Collected data entries

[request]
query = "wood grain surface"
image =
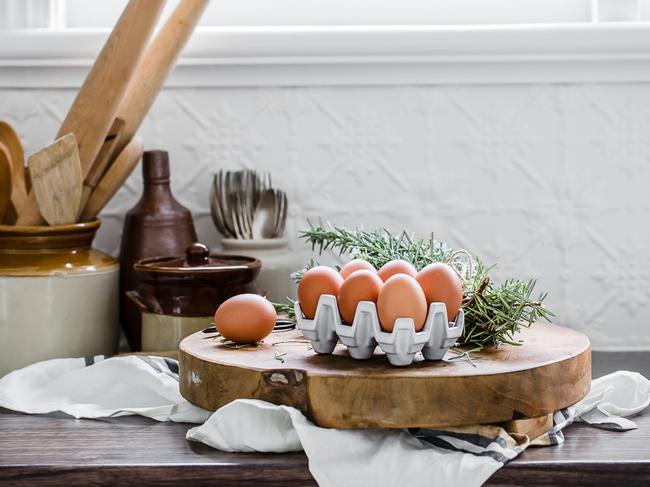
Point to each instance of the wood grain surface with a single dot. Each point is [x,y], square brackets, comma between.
[118,172]
[56,179]
[551,370]
[157,62]
[55,450]
[93,111]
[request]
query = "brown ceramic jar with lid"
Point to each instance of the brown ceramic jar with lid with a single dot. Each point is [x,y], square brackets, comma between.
[178,295]
[58,295]
[157,225]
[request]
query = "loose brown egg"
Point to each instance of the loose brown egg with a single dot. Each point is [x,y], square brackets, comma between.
[396,267]
[245,318]
[355,265]
[441,284]
[361,285]
[401,297]
[316,281]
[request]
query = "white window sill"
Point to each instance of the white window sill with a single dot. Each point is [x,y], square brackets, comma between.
[357,55]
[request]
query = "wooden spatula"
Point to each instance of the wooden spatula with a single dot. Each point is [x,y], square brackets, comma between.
[10,141]
[93,110]
[117,173]
[5,183]
[102,162]
[56,180]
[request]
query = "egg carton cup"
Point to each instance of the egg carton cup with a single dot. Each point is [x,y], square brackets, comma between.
[364,334]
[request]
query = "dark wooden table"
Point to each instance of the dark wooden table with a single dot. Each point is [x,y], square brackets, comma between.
[57,450]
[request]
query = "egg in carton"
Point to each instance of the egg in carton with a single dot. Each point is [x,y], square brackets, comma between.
[365,333]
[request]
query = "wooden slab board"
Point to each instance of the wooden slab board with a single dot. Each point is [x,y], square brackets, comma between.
[551,370]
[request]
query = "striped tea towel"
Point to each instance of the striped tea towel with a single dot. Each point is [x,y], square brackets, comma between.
[148,386]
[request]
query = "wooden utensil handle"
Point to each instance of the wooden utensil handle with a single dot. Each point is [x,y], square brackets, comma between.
[93,110]
[117,173]
[157,63]
[102,162]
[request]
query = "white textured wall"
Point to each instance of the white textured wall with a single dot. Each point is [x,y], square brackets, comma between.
[550,181]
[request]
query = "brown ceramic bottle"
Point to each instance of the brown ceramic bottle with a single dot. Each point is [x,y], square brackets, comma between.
[157,225]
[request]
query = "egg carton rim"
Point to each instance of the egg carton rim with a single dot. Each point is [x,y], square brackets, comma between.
[365,333]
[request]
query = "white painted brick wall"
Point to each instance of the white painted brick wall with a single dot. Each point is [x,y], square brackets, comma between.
[550,181]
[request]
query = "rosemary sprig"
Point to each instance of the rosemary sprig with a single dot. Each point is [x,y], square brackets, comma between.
[493,312]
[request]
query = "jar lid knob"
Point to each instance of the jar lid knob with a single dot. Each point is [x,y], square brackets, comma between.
[197,254]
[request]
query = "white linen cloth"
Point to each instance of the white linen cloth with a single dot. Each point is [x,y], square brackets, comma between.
[148,386]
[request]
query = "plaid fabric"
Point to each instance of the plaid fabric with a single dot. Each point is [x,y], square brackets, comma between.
[482,440]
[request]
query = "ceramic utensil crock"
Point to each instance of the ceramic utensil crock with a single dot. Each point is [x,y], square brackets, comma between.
[179,295]
[58,296]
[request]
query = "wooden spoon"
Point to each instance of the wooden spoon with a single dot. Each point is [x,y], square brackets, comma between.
[57,181]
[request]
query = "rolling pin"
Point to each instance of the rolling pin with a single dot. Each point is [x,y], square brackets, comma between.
[157,62]
[93,110]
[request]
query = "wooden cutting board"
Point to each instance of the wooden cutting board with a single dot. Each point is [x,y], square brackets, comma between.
[551,370]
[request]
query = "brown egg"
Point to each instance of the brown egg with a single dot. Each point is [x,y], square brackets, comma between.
[441,284]
[245,318]
[316,281]
[355,265]
[396,267]
[361,285]
[401,297]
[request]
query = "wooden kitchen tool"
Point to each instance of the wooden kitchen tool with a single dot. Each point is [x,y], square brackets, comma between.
[117,173]
[10,141]
[549,371]
[93,111]
[102,162]
[156,65]
[5,183]
[56,180]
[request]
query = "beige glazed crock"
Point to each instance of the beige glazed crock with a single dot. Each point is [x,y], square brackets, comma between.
[58,296]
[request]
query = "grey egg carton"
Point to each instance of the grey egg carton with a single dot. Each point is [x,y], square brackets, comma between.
[365,334]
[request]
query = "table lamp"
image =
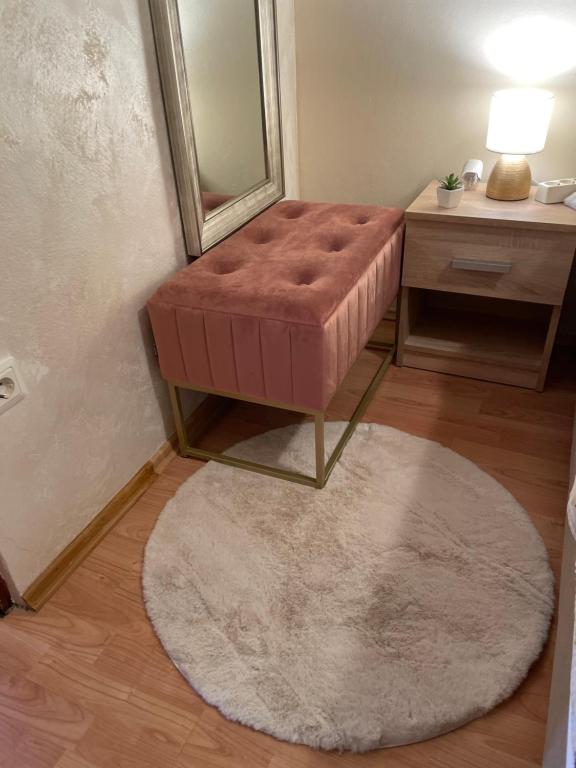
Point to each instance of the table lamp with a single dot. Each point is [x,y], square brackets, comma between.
[518,125]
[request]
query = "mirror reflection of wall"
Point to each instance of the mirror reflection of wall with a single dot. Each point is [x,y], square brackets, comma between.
[221,53]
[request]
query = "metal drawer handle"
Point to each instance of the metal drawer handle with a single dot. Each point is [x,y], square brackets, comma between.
[476,265]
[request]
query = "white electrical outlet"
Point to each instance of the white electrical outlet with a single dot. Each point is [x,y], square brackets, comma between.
[11,386]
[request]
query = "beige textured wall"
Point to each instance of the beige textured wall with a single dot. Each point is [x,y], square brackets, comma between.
[393,93]
[89,226]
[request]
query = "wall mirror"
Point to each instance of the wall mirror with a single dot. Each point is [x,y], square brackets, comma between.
[218,68]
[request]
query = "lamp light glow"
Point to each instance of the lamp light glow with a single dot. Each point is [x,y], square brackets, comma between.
[519,120]
[518,126]
[532,49]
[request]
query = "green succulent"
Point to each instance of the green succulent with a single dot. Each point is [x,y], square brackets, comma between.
[451,182]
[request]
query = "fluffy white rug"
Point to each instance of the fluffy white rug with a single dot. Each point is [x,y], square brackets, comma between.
[408,597]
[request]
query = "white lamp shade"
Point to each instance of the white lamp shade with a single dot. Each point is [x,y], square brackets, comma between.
[519,120]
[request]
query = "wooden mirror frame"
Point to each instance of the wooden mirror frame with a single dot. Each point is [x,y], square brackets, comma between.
[202,232]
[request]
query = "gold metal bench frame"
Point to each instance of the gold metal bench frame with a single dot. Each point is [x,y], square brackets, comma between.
[323,468]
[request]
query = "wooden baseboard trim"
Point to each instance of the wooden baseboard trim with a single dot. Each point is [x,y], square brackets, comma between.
[44,586]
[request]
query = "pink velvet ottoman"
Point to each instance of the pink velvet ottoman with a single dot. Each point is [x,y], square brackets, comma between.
[278,312]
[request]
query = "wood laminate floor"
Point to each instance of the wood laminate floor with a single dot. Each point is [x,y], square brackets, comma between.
[85,683]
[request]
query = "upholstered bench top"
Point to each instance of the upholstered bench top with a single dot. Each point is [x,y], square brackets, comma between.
[281,309]
[296,261]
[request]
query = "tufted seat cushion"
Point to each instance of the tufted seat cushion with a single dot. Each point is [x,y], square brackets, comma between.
[281,309]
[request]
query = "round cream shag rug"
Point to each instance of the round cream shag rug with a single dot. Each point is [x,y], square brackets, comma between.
[406,598]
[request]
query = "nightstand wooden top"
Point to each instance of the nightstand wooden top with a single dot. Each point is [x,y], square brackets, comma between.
[476,208]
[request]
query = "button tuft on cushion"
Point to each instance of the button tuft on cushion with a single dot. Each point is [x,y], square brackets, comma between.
[260,237]
[305,279]
[225,269]
[335,245]
[292,212]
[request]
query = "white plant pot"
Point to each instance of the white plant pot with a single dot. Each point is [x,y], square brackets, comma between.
[449,198]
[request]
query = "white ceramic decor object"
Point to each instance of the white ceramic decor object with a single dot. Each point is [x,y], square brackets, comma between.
[449,198]
[555,191]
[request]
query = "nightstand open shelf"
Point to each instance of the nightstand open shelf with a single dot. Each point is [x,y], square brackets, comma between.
[483,285]
[482,339]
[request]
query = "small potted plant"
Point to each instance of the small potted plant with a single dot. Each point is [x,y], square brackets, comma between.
[450,191]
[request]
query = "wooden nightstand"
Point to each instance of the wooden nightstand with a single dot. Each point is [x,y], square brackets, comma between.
[483,286]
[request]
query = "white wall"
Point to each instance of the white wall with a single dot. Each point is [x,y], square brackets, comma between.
[89,227]
[393,93]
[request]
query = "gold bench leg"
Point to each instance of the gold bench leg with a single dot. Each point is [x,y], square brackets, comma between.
[319,444]
[323,468]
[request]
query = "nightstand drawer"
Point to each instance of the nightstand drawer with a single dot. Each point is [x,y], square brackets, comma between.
[501,262]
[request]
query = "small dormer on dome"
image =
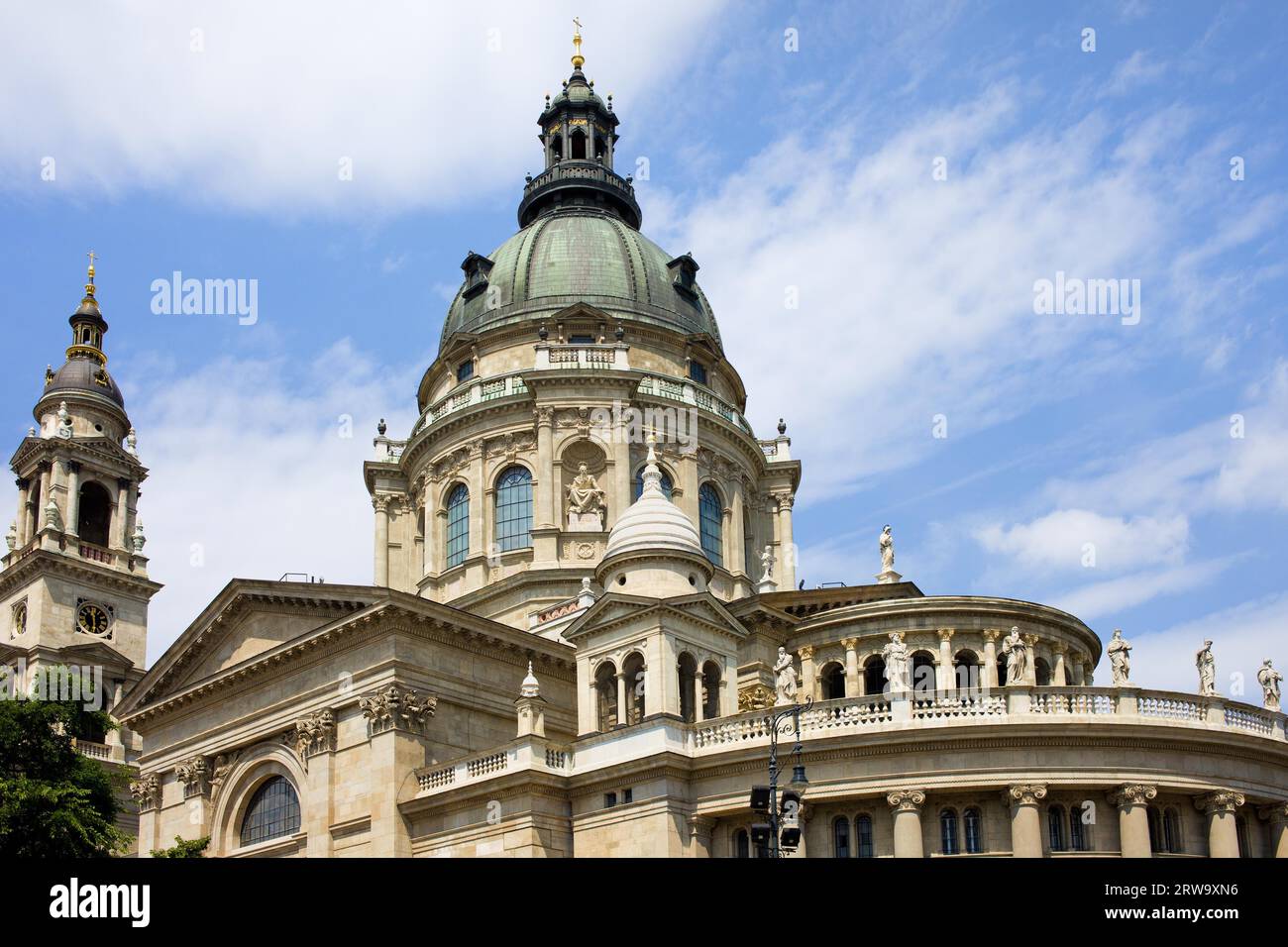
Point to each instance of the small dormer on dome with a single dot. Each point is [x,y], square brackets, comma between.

• **EXERCISE**:
Return each line of the data above that includes the word "dome".

• **SOLUTION FOR THIS EXERCISE**:
query = "small dormer on dome"
Point to each instance of the small dormer on dome with a single dot. Each point is [x,y], square brackets, comma between.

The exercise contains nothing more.